== Set task ==
Every entry that follows should be reproduced exactly.
BEGIN Material for this task
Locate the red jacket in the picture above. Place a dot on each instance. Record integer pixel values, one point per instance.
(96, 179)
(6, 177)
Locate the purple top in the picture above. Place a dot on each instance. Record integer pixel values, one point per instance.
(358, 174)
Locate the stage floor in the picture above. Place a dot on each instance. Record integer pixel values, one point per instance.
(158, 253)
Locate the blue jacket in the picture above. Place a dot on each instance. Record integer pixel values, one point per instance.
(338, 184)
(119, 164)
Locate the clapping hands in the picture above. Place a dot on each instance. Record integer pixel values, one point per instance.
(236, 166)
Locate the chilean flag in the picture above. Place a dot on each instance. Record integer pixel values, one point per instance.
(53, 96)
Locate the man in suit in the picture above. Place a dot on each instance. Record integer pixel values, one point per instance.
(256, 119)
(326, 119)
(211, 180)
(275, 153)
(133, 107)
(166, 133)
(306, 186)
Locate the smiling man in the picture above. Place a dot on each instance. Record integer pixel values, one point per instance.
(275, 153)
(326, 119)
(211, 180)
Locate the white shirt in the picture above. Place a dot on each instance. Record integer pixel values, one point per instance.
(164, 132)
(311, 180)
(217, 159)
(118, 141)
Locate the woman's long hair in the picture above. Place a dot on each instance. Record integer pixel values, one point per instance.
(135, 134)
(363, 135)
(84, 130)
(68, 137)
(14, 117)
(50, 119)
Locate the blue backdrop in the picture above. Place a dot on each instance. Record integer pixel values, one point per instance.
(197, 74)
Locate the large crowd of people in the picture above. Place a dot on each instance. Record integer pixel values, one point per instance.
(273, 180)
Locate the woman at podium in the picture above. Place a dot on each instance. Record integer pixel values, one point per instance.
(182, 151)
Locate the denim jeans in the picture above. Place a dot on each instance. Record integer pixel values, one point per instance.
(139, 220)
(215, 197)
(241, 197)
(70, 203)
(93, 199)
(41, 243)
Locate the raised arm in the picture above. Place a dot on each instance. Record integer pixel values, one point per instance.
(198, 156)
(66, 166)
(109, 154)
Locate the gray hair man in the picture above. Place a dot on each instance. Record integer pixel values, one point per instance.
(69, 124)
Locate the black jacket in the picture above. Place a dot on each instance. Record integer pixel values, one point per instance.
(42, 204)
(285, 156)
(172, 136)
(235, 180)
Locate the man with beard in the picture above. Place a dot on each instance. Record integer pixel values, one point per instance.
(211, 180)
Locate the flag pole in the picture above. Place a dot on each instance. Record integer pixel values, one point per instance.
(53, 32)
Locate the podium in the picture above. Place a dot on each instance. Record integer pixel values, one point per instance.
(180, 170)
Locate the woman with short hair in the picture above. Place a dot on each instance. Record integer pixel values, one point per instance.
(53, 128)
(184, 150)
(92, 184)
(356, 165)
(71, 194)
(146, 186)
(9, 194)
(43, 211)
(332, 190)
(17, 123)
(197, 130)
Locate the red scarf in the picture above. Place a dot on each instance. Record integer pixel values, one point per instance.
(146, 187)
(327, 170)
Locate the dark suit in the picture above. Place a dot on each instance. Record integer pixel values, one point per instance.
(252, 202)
END Material for this task
== Solved problem ==
Locate the red jacket in the picture above. Place a dot on each instance. Record integer pixel values, one point per instance.
(96, 179)
(6, 177)
Locate the purple top in the picture above. Place a dot on each instance. Record integer pixel values, one point per instance.
(358, 174)
Locate the stage floor in the picture above. Place a dot on each instance. Record integer pixel values, one point per instance.
(158, 253)
Locate the blue jacket in the picture above. Place a dot on each instance. Record integer pixel values, one point per instance.
(338, 184)
(119, 164)
Locate the clapping hands in the picture above. Place a dot on each instance. Record integer pixel values, one point per instance.
(236, 166)
Locate the chilean flag in the picture above. Place a dot on each instance. Record integer pixel values, one point per instance.
(53, 96)
Locate the man in suit in the picture above. Place a dot on each instance. Record integer pixel values, one point per instance.
(256, 119)
(326, 119)
(211, 180)
(275, 153)
(133, 107)
(166, 133)
(306, 186)
Locate the smiling man in the picture above. Place a dot on each instance. Record integer pixel values, one point per instance.
(275, 153)
(326, 119)
(211, 180)
Locate the white shirt in the picture above. Place a dot on each instance. Record integer pixel values, one point per instance.
(164, 132)
(311, 180)
(217, 159)
(118, 141)
Locate the woman's long hair in the picture above. Place a dot on each instance. Record integer pixel values, one point per instance.
(135, 134)
(363, 135)
(84, 130)
(68, 137)
(14, 117)
(50, 119)
Locate the blue backdrop in the picture above. Place a dot on each instance. Record integer pixel values, one point per instance.
(197, 74)
Locate the large crowd of people in the picture above. Place a dot on each instance. Record integer pixel values, one point per instance.
(273, 180)
Locate the woman at podium in the picture above. Place a dot on each instance. Record integer pixel values, one point per instance.
(182, 151)
Locate the denim jeans in the picture above. Place a dot on each instance. Record integer pixel values, one point per instance.
(139, 220)
(215, 197)
(241, 197)
(70, 203)
(93, 199)
(41, 243)
Locate the raised arm in the picture above. Place a dot on each instance. Record integer pixel values, one point per instance.
(198, 156)
(66, 166)
(109, 154)
Locate the gray hair man in the picture above. Place a dot on each instance. Record integer pixel values, one point per instance.
(69, 124)
Locate the black jacket in the picture above. Place a dot on each instance. Record integer pixel values, one point per instance.
(42, 204)
(285, 156)
(172, 136)
(235, 180)
Locate the man with beard in the picture above. Place a dot on each instance. Record integer pixel values, one point per instance.
(211, 180)
Locate the flag pole in the picture above. Place a dot on each instance. Record integer pixel values, one point per instance.
(53, 32)
Locate the podium in the picture above. Place a dot on each instance. Record integer pixel values, one point per instance.
(180, 170)
Locate the woman with short hair in the picture above. Place a dot on each instance. Record integer pixel values, one point per instance.
(53, 128)
(184, 150)
(92, 184)
(356, 165)
(71, 194)
(146, 186)
(9, 194)
(43, 211)
(332, 190)
(17, 123)
(197, 130)
Locate the red scarf in the picture above. Place a dot on each instance. Record integer pixel values, one point per instance.
(146, 187)
(327, 170)
Locate the dark suit in the picture above. Place a dot on each instance. Record integer pixel values, one point per instance.
(252, 202)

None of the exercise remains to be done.